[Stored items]
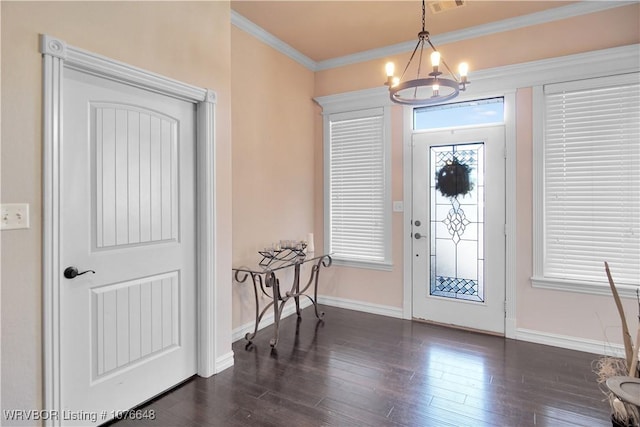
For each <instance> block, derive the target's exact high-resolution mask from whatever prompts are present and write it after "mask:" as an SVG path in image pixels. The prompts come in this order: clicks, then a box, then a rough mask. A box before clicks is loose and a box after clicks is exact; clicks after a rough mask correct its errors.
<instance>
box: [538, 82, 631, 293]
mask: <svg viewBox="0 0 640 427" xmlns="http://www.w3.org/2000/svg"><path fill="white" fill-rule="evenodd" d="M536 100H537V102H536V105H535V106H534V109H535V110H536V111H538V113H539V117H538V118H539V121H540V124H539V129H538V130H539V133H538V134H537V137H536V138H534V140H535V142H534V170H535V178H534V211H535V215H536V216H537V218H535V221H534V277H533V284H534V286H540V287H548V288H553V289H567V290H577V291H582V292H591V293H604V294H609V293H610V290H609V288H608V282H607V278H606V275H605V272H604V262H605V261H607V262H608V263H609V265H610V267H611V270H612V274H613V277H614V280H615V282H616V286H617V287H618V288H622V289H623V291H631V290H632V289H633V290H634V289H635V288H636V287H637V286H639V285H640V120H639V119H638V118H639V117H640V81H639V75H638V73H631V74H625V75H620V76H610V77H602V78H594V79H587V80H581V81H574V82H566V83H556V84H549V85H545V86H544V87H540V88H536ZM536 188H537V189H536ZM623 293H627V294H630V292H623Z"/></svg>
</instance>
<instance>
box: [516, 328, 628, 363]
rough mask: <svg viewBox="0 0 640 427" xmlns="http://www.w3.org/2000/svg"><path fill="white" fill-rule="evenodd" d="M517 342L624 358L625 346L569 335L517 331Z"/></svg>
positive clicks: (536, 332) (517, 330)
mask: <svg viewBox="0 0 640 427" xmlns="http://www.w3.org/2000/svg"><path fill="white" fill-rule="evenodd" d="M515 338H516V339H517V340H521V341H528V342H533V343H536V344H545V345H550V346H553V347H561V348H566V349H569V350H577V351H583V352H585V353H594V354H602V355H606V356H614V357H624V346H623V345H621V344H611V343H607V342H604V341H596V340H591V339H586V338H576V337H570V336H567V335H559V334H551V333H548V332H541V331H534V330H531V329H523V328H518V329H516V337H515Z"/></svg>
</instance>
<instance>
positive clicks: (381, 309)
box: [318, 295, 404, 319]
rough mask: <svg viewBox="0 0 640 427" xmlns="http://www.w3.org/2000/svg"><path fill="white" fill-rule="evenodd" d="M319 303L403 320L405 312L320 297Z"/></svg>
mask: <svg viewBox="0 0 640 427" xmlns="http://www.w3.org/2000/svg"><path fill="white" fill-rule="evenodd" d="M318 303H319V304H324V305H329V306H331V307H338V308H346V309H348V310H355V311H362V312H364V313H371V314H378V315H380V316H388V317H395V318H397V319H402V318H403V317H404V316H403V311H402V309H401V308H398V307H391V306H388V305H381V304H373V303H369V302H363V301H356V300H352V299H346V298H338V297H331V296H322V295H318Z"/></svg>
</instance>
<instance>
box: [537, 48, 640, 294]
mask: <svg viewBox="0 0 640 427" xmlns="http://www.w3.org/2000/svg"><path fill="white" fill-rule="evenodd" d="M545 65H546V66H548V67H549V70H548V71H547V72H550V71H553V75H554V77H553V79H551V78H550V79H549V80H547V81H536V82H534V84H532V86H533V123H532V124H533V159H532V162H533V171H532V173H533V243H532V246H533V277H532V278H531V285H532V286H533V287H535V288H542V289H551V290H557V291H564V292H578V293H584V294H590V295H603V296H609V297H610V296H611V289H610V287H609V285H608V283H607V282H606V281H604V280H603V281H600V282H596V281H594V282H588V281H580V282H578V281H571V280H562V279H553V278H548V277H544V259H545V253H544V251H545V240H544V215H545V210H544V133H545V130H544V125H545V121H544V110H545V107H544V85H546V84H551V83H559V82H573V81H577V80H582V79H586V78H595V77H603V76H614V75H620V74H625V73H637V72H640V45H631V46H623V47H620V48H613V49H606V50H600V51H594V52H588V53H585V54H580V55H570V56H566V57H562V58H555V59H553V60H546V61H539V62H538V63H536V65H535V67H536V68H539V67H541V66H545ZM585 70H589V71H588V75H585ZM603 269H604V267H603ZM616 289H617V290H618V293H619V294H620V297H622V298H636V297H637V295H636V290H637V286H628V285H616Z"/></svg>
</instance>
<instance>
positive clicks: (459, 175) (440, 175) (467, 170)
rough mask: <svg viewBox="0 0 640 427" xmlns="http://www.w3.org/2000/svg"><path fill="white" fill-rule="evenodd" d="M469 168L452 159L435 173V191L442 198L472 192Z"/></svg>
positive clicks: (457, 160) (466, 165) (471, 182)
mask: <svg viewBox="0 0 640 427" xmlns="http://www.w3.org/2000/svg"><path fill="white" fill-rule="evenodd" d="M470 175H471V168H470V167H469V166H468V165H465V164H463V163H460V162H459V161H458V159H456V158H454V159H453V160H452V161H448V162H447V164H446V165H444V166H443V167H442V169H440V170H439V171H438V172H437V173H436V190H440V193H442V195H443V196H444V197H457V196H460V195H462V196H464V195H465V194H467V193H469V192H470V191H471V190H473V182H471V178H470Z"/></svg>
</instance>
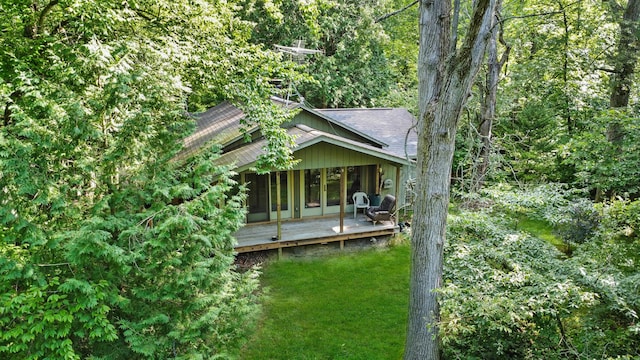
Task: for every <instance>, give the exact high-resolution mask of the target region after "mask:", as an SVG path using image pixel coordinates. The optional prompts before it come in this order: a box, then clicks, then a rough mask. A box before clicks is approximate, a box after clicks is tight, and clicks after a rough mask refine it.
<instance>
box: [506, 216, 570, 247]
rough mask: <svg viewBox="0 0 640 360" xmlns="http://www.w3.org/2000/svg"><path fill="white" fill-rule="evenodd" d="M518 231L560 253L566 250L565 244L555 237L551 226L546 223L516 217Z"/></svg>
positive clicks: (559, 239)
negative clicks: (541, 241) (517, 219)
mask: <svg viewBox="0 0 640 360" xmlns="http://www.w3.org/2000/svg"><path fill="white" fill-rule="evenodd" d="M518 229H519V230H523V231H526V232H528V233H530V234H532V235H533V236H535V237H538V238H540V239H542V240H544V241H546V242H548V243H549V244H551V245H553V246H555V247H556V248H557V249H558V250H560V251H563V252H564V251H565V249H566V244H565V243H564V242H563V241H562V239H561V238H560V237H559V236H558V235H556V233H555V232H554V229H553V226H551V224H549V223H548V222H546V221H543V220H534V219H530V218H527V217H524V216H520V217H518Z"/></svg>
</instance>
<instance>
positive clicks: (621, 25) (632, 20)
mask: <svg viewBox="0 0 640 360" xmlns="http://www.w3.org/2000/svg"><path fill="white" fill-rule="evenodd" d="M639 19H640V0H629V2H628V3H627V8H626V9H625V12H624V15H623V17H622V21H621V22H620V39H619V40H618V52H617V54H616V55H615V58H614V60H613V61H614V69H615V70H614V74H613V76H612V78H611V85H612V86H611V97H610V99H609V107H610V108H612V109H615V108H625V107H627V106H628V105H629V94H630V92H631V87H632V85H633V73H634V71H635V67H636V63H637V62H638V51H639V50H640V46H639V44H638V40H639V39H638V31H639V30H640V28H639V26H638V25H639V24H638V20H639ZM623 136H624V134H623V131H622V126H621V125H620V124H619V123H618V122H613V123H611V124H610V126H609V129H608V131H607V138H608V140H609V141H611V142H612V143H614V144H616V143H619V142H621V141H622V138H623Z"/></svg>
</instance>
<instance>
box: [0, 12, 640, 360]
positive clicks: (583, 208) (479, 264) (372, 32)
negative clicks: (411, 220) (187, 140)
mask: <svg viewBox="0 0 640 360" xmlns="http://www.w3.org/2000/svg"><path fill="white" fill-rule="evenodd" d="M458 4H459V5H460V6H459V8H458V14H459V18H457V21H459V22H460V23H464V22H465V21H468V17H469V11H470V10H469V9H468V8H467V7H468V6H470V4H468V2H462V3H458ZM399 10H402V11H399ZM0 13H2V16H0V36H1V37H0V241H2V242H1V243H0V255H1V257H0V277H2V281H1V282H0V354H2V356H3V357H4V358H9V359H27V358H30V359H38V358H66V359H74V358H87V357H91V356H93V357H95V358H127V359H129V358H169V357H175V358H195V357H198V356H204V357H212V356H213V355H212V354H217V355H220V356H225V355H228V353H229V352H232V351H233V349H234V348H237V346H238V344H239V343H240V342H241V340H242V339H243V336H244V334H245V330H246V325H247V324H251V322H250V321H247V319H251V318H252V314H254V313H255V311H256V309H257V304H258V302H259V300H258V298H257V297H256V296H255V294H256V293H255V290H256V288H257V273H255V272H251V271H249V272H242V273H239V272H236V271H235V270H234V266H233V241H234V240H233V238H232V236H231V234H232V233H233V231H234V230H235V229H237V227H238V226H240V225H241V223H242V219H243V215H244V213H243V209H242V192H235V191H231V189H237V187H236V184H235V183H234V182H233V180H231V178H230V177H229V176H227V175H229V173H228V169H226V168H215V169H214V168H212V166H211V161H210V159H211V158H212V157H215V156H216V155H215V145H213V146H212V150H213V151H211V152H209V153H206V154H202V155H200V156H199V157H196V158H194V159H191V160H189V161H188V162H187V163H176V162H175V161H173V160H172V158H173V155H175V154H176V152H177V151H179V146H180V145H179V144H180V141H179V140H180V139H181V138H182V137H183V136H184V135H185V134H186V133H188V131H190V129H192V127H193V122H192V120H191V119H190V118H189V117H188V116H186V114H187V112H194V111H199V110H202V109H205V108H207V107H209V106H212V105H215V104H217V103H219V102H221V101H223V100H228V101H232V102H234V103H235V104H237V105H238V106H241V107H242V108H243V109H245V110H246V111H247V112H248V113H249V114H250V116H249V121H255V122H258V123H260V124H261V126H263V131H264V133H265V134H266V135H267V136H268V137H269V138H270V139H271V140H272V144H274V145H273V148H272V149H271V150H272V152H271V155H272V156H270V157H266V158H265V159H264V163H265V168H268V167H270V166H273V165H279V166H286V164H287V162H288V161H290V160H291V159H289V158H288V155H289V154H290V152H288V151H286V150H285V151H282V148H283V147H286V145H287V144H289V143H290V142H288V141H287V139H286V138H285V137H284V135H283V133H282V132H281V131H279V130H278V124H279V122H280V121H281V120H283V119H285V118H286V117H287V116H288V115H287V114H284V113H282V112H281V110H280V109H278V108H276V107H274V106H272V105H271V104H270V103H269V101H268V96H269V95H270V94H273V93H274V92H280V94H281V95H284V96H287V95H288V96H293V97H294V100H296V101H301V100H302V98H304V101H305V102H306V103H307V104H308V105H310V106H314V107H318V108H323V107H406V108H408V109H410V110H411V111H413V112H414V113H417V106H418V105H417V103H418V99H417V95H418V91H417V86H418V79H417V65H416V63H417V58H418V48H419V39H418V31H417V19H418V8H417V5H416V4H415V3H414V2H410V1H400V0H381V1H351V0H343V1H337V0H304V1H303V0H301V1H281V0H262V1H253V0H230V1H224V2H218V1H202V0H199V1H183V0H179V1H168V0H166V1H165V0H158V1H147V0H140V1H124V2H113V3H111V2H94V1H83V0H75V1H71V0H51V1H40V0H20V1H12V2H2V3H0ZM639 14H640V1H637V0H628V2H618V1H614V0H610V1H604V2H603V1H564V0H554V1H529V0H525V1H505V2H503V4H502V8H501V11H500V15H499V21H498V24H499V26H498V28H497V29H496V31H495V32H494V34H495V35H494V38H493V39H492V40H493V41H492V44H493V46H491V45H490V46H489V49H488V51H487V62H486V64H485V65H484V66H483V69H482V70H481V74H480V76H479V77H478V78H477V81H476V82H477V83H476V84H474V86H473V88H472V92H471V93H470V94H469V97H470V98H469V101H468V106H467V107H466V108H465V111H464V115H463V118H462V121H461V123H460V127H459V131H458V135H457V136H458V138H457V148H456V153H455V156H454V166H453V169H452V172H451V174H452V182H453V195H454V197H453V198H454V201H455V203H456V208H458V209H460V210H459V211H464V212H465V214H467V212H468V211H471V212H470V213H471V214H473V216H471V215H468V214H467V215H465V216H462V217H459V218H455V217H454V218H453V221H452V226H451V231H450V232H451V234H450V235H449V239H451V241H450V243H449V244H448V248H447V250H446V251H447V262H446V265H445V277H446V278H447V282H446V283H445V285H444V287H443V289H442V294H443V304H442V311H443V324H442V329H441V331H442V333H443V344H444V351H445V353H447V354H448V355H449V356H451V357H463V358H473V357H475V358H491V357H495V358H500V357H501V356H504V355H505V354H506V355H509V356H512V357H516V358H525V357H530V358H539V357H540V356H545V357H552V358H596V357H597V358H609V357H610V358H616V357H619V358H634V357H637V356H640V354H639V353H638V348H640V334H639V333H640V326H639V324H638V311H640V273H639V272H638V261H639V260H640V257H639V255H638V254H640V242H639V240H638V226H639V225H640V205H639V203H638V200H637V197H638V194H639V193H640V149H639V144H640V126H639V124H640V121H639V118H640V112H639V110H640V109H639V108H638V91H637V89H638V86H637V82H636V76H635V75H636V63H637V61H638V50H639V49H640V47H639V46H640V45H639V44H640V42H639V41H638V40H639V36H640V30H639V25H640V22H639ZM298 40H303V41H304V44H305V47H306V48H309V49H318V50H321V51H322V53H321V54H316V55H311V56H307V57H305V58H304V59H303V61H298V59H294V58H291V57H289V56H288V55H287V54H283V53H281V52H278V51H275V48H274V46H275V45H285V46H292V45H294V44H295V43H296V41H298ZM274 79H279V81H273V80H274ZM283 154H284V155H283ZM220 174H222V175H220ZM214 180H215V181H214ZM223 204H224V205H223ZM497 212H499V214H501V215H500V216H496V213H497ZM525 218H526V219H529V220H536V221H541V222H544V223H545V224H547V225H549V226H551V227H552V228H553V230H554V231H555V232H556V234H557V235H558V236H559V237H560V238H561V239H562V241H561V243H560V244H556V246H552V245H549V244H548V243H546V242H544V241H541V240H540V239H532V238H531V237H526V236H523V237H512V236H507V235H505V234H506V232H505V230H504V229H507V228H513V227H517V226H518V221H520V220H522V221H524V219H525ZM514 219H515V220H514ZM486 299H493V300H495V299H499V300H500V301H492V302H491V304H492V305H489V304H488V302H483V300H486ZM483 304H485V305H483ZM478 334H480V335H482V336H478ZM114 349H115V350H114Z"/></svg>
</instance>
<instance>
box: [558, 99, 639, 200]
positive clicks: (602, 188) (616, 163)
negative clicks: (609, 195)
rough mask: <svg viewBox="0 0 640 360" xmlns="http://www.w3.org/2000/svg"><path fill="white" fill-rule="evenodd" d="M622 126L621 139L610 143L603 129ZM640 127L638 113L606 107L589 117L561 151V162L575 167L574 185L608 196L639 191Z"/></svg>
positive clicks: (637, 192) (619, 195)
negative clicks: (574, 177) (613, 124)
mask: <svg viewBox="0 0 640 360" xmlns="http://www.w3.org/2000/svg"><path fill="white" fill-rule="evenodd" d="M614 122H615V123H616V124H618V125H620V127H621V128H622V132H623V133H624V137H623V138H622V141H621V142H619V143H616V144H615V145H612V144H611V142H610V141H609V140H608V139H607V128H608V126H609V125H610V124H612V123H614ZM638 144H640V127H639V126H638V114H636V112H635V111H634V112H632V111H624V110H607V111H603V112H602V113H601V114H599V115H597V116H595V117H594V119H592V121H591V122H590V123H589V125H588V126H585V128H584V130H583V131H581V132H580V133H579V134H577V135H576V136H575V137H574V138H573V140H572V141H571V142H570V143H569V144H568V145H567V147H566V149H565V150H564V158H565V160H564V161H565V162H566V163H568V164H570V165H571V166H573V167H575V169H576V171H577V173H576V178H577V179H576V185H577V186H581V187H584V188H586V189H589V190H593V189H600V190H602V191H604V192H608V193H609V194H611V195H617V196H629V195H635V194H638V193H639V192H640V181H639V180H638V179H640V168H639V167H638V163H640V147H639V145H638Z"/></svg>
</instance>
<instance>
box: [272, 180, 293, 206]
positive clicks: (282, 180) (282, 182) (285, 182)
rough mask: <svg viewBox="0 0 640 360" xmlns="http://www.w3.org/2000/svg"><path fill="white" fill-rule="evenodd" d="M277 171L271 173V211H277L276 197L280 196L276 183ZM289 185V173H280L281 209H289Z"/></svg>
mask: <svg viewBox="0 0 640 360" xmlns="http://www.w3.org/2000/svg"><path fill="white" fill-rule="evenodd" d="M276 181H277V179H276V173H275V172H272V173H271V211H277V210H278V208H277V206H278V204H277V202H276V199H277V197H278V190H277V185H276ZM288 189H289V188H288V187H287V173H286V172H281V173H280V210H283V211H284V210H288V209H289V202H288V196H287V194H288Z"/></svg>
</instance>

WORK INSTRUCTION: Please pick out every line in the records that contains the word "then", and copy each of those lines.

RESULT FOR THIS TASK:
For each <instance> block, derive the target's exact high-resolution mask from whatever prompts are present and write it after "mask:" as an SVG path in image pixels. The prompts come in this order: clicks, then a box, then a rough mask. A box before clicks is loose and a box after clicks is exact; clicks after a rough mask correct its errors.
Task: for every <instance>, give the exact high-resolution mask of the target region after "mask:", as an SVG path using image pixel coordinates. The optional prompts before it come in this order: a box, then clicks, then a rough mask. A box before clicks is approximate, a box after clicks is tight, and clicks after a rough mask refine it.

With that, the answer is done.